[Start Provided passage]

There is no way any electric TURBO will do any more than lighten your wallet. Don't waste your money on snake oil products. Its a electric motor connected to a squirrel cage. I think the original use of these was for boat bilge pumps.
I have owned turbos since 1981 and they hurt your mileage more than they will ever help. It's hard to get top gas mileage out of a turbo-ed engine due to several factors.
I too have owned turbo charged vehicles, (and equipment) for years. I would have to disagree with you. I have owned 2 different diesel pickups, one without a turbo, and one with. The turbo charged pickup had much more power, and much better fuel economy.

Like wise, I've been around small and big tractors alike. In farming FE is the name of the game to help keep production costs down. There are tractors from 40hp to 400hp that have turbos. I know of some older 250 hp tractors w/o turbos (big motors) that don't get FE of the same size tractor with a turbo. If turbos hurt the FE, then you would see lots more without.

Almost all of the semis (big trucks) you see on the road have turbos. Why? more power & better FE.

GasSavers_ALS 04-24-2008 07:37 AM

Sethag that was why I made a point to say:


A turbo is used to produce more power from a smaller engine.
The more boost you put into an engine more fuel it uses.

[End Provided passage]
[Start Provided information]

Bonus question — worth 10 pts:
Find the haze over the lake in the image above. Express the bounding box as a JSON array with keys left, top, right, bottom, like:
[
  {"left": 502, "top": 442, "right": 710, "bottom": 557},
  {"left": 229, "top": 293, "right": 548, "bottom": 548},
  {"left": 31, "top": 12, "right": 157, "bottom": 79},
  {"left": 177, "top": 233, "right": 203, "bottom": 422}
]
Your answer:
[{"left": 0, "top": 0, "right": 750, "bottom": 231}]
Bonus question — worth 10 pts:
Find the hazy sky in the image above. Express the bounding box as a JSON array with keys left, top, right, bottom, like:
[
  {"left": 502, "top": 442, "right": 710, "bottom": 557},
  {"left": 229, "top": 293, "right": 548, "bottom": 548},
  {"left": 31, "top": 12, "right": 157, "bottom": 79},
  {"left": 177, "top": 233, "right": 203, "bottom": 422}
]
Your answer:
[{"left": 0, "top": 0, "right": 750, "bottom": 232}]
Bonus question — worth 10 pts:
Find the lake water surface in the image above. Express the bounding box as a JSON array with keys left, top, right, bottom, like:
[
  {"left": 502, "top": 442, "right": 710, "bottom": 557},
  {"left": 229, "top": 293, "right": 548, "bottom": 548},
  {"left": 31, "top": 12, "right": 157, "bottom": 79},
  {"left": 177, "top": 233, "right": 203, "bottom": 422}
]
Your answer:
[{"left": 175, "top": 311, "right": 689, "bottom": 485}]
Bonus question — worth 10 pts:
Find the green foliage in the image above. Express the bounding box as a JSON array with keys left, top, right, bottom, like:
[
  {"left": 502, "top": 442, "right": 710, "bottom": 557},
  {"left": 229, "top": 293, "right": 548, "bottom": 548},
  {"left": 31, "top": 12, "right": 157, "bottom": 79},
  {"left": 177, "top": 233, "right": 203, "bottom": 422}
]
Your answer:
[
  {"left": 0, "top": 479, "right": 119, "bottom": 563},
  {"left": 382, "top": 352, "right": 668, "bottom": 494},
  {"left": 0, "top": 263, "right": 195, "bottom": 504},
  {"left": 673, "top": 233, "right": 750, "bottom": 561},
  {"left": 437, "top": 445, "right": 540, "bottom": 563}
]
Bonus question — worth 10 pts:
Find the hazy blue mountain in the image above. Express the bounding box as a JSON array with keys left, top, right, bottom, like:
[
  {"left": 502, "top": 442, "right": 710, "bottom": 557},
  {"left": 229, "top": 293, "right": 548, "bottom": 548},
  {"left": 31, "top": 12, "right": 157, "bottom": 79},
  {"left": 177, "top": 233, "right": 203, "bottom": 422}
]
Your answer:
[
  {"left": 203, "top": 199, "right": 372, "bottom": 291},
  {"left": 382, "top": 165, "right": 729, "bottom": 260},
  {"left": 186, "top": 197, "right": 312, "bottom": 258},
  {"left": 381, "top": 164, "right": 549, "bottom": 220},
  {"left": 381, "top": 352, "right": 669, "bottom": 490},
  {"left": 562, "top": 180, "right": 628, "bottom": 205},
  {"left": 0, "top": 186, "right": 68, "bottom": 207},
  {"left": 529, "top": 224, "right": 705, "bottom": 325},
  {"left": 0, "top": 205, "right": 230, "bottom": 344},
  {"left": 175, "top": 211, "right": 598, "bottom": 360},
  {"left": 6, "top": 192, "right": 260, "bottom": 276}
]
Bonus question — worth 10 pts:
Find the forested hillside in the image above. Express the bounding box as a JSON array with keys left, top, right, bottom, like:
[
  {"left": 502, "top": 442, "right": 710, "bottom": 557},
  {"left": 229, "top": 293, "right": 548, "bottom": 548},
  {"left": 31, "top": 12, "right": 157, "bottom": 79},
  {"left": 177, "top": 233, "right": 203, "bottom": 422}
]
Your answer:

[End Provided information]

→ **Tasks for this exercise**
**A)** Do these statements agree with the turbocharger discussion? Answer yes or no for each, quoting the deciding words. (i) One poster describes the electric turbo as an electric motor connected to a squirrel cage. (ii) The poster who owned two diesel pickups found the one without a turbo had better fuel economy. (iii) Turbos appear on tractors ranging from 40hp to 400hp.
**B)** Write the next part of the turbocharger discussion, starting after its final sentence.
The rows have nothing to do with the turbocharger discussion.

→ **Task answers**
**A)**
(i) Yes: "Its a electric motor connected to a squirrel cage."
(ii) No: "The turbo charged pickup had much more power, and much better fuel economy."
(iii) Yes: "There are tractors from 40hp to 400hp that have turbos."

**B)**
The VW TDI's are prime example where a turbo mated to a diesel engine produces the best of both worlds as they say.
In a gasoline engine a turbo does not produce the efficiency that you see in a diesel engine. In a truck you can decrease the size of the engine needed when you add on a turbo charger. So instead of a 7.5 liter engine you can get away with a turbo charged 6 liter making the same or more power but using 20 percent less fuel during normal operation.

The difference between my Volvo 740 Turbo and a 740 non turbo is my car comes with 160 hp vs a non turbo with 114 hp. Both are 2.3 L in line four cylinders.
Yet the difference in gas mileage is about 2 mpg city and 4 mpg highway better for the non turbo. 25 to 26 mpg highway is about the best a Turbo owner gets. Yet the non turbo owners are getting between mid 28's and 30 mpg.

GasSavers_topher 04-24-2008 07:46 AM

BEEF: Can you map sensor read above 0 vac?

If I were you I wouldn't use an electric turbo they are nothing more than a scam. My friend tried them on his prelude only at the result of nothing other than noise.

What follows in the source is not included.